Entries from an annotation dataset
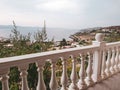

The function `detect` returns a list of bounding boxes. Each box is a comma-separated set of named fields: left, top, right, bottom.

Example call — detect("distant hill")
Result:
left=74, top=26, right=120, bottom=35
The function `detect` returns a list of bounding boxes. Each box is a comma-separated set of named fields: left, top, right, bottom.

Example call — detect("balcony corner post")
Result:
left=0, top=68, right=9, bottom=90
left=92, top=33, right=106, bottom=82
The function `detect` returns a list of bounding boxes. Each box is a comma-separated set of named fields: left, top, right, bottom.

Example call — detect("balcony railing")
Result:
left=0, top=33, right=120, bottom=90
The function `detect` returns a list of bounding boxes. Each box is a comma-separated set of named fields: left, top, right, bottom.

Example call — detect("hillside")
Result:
left=70, top=26, right=120, bottom=44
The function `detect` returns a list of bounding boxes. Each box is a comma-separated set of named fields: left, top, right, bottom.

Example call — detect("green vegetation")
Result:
left=0, top=21, right=53, bottom=90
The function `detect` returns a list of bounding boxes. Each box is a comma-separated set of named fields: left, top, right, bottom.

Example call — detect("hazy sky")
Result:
left=0, top=0, right=120, bottom=29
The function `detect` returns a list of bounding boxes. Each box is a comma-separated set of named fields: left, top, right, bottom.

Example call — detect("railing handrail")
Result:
left=0, top=45, right=99, bottom=67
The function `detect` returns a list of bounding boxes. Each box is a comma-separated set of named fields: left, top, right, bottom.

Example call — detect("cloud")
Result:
left=36, top=0, right=77, bottom=11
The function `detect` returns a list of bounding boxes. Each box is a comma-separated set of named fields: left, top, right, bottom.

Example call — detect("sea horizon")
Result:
left=0, top=25, right=79, bottom=41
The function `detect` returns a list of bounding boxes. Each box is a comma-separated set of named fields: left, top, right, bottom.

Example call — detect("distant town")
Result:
left=0, top=26, right=120, bottom=50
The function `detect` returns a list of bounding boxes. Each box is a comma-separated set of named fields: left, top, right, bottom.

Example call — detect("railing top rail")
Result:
left=106, top=41, right=120, bottom=49
left=0, top=45, right=99, bottom=66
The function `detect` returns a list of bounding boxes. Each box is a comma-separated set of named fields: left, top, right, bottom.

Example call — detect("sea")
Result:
left=0, top=25, right=79, bottom=41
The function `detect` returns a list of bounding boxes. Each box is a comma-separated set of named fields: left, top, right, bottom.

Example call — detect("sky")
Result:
left=0, top=0, right=120, bottom=29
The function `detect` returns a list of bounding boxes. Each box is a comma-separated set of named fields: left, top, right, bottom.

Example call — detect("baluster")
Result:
left=114, top=47, right=119, bottom=72
left=101, top=50, right=106, bottom=79
left=0, top=69, right=9, bottom=90
left=61, top=58, right=68, bottom=90
left=118, top=46, right=120, bottom=71
left=78, top=54, right=86, bottom=90
left=86, top=52, right=93, bottom=86
left=110, top=48, right=115, bottom=74
left=19, top=64, right=29, bottom=90
left=105, top=49, right=111, bottom=76
left=49, top=60, right=58, bottom=90
left=69, top=55, right=79, bottom=90
left=36, top=62, right=46, bottom=90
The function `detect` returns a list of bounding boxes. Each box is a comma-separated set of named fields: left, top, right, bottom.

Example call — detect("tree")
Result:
left=34, top=21, right=47, bottom=43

▶ **SET PROBLEM**: Copy all of the material above, line for line, with no changes, but omit the pictures.

▶ **RESULT OF THE EXERCISE**:
The function `detect` returns a list of bounding boxes. Each box is a comma-separated set of named fields: left, top, right, bottom.

Example call — detect("distant hill")
Result:
left=74, top=26, right=120, bottom=35
The function `detect` returns a list of bounding boxes. Each box is a comma-separated set of named fields: left, top, right, bottom.

Example call — detect("balcony corner post")
Result:
left=0, top=68, right=9, bottom=90
left=92, top=33, right=106, bottom=82
The function `detect` returns a list of bounding boxes. Each box is a comma-separated set of named fields: left, top, right, bottom.

Example call — detect("balcony railing")
Result:
left=0, top=33, right=120, bottom=90
The function `detect` returns a list of bounding boxes. Each box is a comma-separated set of named fields: left, top, right, bottom.

Example call — detect("hillside")
Result:
left=70, top=26, right=120, bottom=44
The function `detect` returns a list of bounding boxes. Each box is a comma-separated set of named fields: left, top, right, bottom.

Example call — detect("green vegetation")
Result:
left=0, top=21, right=53, bottom=90
The function `detect` returns a list of bounding boxes. Each box is a comma-separated set of named fields: left, top, right, bottom.

Example call — detect("hazy sky")
Result:
left=0, top=0, right=120, bottom=29
The function `detect` returns a list of bounding boxes. Each box is a comma-separated set of named fields: left, top, right, bottom.

Example call — detect("railing handrail")
Result:
left=0, top=45, right=99, bottom=67
The function `detect` returns a list of bounding boxes. Each box is a comma-separated set of named fields: left, top, right, bottom.

Example call — detect("cloud")
Result:
left=36, top=0, right=77, bottom=11
The function `detect` returns a list of bounding boxes. Each box is a comma-separated set of named fields: left, top, right, bottom.

Example call — detect("sea horizon")
Result:
left=0, top=25, right=79, bottom=41
The function `detect` returns a list of bounding boxes. Each box is a comma-separated set of named fields: left, top, right, bottom.

Example call — detect("distant town")
Result:
left=0, top=26, right=120, bottom=50
The function `detect` returns a list of bounding boxes. Each box is a comma-separated set of named fields: left, top, right, bottom.

Example call — detect("railing top rail")
Result:
left=106, top=41, right=120, bottom=49
left=0, top=45, right=99, bottom=66
The function `detect` returns a list of bounding boxes. Each box is a comma-separated set of named fields: left, top, right, bottom.

Example call — detect("sea")
Result:
left=0, top=25, right=79, bottom=41
The function `detect` returns a list of bounding boxes. Each box is a comma-separated set of named fields: left, top, right, bottom.

Example call — detect("sky")
Result:
left=0, top=0, right=120, bottom=29
The function `detect` returns a list of bounding boxes. Each box is a comma-separated set of named fields: left, top, right, bottom.

Example call — detect("baluster")
Result:
left=114, top=47, right=119, bottom=72
left=101, top=50, right=106, bottom=79
left=0, top=69, right=9, bottom=90
left=61, top=58, right=68, bottom=90
left=118, top=46, right=120, bottom=71
left=78, top=54, right=86, bottom=90
left=86, top=52, right=93, bottom=86
left=110, top=48, right=115, bottom=74
left=19, top=64, right=29, bottom=90
left=105, top=49, right=111, bottom=76
left=49, top=60, right=58, bottom=90
left=69, top=55, right=79, bottom=90
left=36, top=62, right=46, bottom=90
The function `detect` returns a list of bounding boxes. Each box is a comma-separated set of named fields: left, top, right, bottom.

Example call — detect("tree")
Result:
left=34, top=21, right=47, bottom=43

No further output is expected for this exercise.